• ASSIGNMENT: Please find every line in the records below that contains the word "hillside", and copy it.

Natural language region descriptions
○ ○ ○
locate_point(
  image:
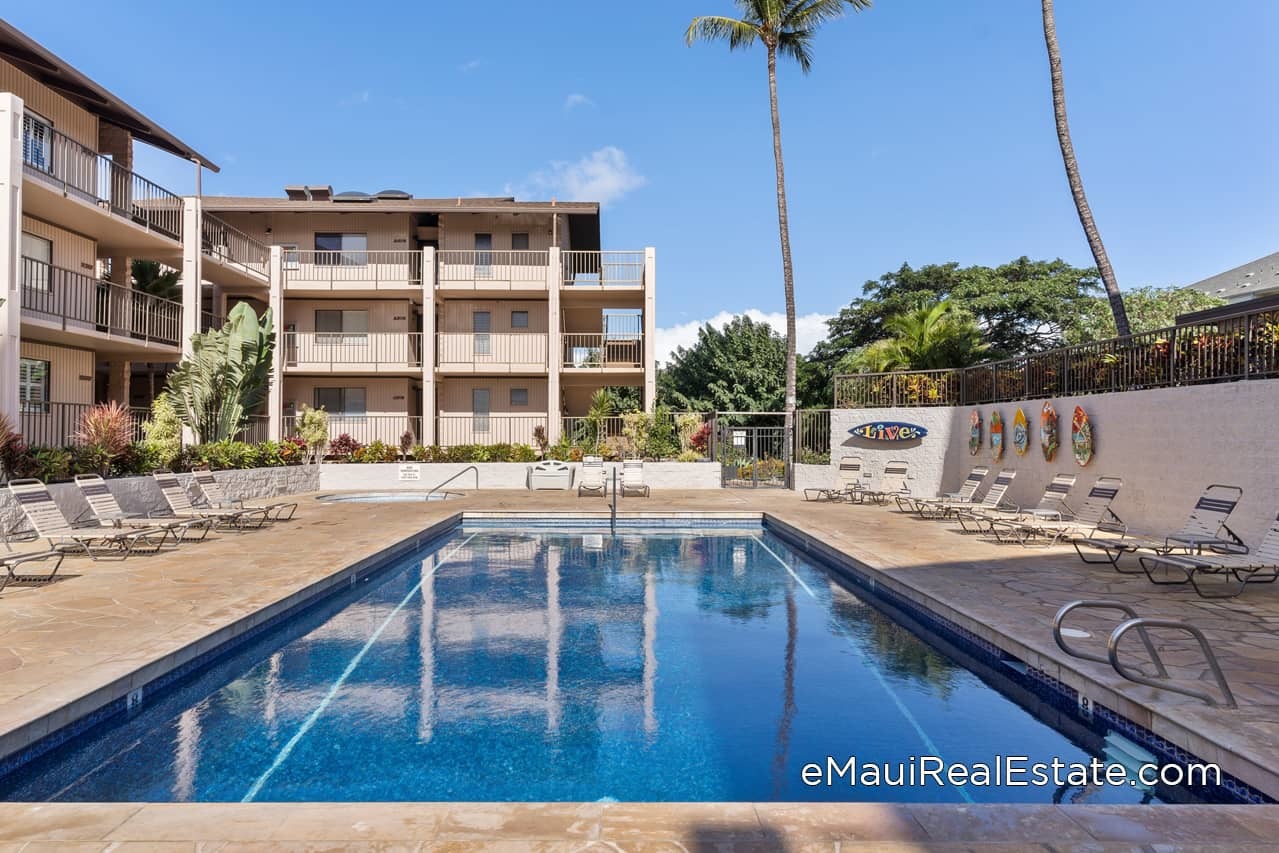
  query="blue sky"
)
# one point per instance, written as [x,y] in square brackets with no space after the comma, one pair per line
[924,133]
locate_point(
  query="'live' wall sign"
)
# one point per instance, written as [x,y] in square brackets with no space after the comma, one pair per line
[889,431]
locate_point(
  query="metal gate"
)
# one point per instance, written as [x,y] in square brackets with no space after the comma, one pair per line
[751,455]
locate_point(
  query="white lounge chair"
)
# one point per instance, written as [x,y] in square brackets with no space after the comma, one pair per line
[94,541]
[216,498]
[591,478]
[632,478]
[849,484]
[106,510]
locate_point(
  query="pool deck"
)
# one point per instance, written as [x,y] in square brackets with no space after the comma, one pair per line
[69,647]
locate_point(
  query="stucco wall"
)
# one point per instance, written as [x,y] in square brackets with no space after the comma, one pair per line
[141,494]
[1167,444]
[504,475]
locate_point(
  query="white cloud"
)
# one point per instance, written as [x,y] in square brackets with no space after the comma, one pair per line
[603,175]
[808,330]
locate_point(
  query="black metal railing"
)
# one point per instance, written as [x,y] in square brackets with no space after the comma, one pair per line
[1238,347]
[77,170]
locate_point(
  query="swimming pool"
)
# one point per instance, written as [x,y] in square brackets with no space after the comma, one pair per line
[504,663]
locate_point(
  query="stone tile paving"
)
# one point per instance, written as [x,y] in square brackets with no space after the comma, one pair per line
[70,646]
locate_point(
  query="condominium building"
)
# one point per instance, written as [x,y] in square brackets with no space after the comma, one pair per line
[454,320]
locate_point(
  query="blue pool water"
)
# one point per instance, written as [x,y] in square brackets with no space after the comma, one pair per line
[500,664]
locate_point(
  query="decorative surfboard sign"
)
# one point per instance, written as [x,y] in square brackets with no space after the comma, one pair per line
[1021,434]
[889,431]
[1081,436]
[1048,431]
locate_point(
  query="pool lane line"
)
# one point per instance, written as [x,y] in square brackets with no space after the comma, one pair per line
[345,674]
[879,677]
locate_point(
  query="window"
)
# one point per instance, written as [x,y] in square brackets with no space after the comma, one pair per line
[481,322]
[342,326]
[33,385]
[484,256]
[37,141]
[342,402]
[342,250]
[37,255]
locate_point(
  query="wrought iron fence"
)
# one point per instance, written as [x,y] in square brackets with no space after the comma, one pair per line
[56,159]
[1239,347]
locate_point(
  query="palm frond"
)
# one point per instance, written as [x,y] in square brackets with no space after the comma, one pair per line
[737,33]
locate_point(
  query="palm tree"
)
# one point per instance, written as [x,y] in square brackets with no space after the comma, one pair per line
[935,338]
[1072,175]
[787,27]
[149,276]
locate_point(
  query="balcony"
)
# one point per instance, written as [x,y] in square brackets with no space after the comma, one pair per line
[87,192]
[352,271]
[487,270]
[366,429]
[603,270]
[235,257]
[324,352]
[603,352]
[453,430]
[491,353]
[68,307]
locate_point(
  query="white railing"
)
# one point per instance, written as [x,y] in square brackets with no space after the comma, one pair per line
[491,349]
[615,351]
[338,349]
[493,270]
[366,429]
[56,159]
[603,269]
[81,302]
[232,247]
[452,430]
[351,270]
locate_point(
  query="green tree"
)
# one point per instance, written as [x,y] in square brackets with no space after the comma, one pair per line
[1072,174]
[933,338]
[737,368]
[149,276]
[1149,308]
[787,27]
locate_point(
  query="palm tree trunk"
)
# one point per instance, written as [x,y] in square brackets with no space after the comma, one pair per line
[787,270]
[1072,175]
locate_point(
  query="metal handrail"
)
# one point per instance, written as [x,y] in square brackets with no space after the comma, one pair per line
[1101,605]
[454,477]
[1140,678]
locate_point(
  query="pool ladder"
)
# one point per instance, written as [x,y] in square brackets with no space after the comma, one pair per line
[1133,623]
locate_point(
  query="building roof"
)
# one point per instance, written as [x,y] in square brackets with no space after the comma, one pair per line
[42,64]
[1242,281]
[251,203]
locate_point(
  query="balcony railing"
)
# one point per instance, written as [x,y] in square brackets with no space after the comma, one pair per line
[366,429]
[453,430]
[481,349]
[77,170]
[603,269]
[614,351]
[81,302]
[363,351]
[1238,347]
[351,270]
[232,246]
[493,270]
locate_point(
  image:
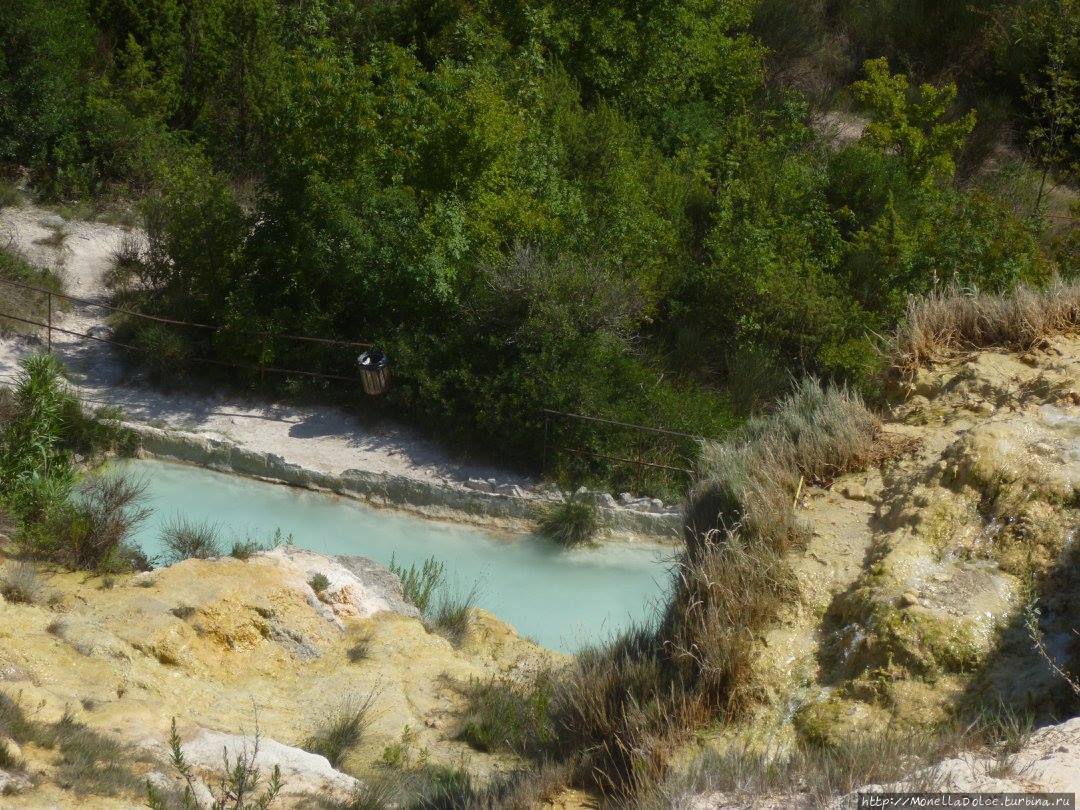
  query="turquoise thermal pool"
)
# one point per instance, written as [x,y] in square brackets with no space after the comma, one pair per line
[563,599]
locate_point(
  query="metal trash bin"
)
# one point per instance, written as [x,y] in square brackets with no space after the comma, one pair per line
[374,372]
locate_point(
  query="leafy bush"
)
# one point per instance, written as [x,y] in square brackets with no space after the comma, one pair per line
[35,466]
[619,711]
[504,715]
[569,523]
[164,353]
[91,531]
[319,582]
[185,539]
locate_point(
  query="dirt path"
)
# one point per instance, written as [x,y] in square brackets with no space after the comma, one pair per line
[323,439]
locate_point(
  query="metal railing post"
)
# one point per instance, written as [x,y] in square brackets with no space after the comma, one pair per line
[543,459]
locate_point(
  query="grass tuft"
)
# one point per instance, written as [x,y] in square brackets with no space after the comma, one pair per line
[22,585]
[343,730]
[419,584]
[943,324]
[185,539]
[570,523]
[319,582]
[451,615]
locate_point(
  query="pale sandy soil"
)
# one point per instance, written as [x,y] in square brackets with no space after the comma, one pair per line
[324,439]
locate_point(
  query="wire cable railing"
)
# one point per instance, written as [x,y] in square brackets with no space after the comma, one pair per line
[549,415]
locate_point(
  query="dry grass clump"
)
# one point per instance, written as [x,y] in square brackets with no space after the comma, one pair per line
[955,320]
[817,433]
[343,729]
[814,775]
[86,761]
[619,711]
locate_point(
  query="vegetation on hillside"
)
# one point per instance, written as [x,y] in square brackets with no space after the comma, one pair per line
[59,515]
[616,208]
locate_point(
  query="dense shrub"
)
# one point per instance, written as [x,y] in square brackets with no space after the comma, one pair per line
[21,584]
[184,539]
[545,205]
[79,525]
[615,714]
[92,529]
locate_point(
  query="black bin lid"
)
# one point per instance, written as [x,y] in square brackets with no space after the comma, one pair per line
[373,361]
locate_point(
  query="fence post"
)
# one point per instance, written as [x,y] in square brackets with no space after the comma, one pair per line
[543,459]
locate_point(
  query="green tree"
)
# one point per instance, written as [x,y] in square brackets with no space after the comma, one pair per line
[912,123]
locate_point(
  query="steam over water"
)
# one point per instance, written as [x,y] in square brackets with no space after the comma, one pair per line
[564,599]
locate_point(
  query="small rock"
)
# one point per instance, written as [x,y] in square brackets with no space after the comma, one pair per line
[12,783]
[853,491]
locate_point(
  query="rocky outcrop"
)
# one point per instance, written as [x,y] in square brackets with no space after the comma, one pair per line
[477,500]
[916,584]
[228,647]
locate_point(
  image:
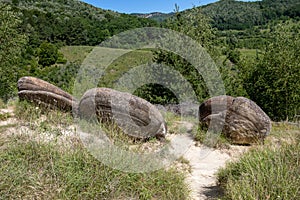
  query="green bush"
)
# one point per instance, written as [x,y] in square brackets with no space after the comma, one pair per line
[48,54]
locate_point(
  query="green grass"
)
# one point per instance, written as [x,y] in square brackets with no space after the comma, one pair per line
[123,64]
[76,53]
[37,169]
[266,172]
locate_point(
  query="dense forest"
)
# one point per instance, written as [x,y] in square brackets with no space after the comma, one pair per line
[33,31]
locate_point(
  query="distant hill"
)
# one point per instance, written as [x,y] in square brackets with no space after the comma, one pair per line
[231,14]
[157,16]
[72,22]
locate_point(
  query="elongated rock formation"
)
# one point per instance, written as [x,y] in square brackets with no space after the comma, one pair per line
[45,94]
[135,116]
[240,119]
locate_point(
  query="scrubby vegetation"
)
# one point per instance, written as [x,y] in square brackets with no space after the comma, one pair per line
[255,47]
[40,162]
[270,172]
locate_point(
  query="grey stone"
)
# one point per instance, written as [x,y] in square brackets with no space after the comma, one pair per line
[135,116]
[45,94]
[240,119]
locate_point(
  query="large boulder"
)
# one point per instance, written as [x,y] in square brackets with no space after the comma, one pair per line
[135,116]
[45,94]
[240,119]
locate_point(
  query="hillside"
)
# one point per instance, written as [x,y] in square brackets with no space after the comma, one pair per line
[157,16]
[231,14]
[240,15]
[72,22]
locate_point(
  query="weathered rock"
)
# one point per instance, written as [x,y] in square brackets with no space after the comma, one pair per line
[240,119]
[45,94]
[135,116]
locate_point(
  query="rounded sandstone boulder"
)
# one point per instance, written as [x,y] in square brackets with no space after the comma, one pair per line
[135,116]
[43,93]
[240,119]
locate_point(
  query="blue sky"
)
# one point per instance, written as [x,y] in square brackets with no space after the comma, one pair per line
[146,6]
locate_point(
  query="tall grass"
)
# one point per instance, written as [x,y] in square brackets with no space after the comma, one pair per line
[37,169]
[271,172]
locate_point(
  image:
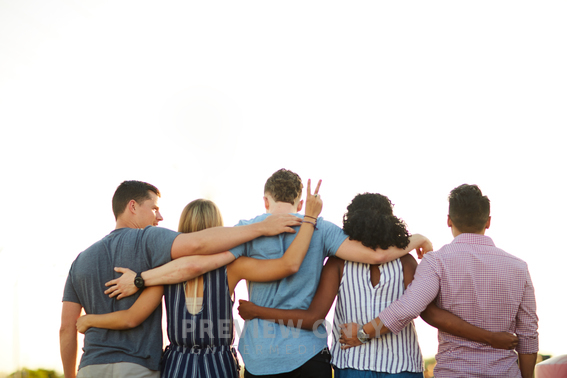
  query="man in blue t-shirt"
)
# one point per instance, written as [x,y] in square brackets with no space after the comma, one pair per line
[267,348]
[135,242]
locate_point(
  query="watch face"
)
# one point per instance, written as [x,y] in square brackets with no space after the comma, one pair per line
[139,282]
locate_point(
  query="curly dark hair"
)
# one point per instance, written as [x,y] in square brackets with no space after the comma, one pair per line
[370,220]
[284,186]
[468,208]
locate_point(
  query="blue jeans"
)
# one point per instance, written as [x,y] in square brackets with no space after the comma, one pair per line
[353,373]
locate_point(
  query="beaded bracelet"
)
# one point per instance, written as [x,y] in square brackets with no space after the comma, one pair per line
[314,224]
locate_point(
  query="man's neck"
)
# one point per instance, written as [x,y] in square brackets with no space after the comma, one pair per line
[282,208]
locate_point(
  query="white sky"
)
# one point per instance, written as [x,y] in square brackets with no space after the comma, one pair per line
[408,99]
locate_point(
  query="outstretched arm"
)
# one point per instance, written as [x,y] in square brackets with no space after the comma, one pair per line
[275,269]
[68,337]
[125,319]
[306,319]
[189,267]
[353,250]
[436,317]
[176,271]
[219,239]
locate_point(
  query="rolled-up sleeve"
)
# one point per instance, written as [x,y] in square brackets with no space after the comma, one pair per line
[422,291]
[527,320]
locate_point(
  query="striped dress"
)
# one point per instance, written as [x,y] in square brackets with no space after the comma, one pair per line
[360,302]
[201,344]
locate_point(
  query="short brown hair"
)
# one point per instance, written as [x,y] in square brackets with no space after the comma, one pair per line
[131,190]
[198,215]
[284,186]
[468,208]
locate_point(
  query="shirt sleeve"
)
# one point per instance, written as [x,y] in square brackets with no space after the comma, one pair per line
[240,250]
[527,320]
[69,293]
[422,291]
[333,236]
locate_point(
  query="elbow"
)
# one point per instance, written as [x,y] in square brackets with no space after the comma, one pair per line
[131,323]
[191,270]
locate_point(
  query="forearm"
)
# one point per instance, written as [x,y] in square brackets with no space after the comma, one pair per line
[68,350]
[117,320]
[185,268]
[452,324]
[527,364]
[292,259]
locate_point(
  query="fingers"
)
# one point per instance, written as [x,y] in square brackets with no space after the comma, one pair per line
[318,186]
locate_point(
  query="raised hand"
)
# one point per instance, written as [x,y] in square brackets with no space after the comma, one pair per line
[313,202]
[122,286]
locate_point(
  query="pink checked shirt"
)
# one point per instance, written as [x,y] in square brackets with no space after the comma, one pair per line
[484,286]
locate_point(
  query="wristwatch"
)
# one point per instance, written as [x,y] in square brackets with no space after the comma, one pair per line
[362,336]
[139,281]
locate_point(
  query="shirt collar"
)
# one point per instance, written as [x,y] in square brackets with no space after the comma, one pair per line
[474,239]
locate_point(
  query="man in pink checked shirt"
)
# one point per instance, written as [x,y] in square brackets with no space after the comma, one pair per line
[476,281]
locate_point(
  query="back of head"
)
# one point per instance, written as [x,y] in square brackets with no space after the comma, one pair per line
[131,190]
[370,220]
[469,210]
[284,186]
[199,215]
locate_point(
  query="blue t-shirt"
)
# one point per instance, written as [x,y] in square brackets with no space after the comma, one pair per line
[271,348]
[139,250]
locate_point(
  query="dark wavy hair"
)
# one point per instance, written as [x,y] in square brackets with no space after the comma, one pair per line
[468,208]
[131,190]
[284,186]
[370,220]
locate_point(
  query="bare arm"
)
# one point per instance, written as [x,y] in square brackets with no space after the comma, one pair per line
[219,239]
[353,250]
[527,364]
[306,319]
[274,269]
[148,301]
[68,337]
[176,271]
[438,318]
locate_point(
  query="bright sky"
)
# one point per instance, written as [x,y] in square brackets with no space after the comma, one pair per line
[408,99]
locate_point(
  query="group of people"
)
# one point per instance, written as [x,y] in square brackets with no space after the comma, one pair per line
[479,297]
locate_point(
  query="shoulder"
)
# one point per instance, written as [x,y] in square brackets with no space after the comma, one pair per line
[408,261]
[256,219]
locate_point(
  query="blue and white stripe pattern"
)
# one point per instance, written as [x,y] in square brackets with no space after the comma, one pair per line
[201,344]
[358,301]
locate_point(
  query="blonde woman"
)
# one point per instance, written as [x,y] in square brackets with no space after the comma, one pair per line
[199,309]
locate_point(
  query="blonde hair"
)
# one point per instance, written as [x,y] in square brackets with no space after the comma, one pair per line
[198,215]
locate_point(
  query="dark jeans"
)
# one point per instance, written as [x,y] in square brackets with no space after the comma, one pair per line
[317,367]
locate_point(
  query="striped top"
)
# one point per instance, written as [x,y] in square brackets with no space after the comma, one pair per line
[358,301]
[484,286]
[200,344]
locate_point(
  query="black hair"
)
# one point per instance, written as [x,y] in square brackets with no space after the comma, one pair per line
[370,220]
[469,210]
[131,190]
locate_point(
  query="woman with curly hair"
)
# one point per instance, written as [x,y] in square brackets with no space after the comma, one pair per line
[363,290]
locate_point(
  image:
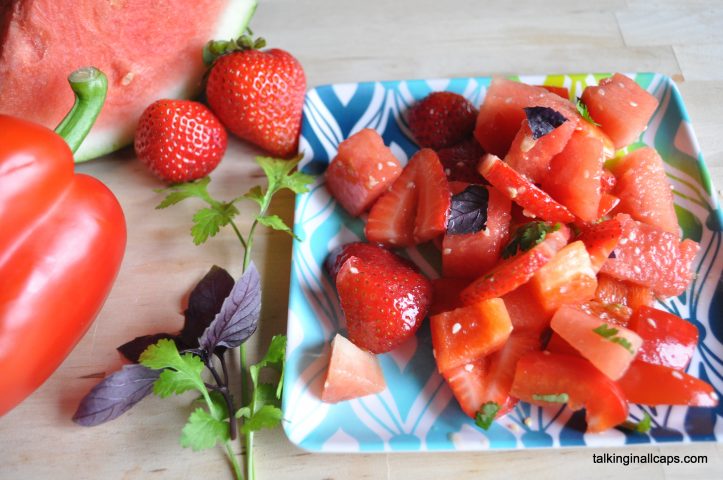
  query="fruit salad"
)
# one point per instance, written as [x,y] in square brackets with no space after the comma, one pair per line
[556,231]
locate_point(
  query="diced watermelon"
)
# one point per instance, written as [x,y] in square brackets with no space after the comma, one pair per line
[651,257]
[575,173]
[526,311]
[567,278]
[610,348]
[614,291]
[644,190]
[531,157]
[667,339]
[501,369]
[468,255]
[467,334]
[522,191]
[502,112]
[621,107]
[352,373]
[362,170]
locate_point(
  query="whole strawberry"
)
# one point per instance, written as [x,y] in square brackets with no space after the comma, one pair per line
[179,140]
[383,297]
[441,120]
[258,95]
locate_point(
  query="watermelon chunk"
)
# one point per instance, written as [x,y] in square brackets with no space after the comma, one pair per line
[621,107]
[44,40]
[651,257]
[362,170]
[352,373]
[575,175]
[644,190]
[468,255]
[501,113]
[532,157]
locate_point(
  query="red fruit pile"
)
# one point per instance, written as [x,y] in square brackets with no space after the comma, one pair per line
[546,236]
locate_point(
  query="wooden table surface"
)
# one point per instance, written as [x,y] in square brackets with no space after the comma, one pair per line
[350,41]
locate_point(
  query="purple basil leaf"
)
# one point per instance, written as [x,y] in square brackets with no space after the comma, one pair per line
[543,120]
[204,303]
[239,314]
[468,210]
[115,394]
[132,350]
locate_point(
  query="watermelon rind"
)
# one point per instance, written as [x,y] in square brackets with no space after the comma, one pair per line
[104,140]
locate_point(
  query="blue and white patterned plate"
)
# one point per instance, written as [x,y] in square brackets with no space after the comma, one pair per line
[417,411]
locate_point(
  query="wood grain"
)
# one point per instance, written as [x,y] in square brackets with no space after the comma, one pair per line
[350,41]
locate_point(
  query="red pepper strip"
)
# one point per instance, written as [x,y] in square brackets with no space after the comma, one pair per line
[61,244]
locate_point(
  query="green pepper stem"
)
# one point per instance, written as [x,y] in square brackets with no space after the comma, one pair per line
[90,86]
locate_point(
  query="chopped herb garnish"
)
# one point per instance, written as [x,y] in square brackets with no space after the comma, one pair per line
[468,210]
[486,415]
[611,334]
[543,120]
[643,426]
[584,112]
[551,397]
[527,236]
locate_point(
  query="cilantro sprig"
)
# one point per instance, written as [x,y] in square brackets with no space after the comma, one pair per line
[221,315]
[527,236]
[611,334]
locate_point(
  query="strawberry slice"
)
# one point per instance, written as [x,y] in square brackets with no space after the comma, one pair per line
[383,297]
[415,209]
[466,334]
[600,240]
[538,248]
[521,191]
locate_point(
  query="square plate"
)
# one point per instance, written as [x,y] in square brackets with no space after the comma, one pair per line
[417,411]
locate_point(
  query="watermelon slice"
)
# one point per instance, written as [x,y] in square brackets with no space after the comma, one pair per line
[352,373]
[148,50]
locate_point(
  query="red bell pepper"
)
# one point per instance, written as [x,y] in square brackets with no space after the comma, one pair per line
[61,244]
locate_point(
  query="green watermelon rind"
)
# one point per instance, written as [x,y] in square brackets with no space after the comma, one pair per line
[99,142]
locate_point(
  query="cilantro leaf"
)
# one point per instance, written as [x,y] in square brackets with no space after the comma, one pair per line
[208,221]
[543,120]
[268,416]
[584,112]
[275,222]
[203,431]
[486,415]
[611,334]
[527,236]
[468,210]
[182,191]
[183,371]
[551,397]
○ ○ ○
• RESPONSE FOR THIS EXERCISE:
  query="vegetation on hillside"
  query="hillside"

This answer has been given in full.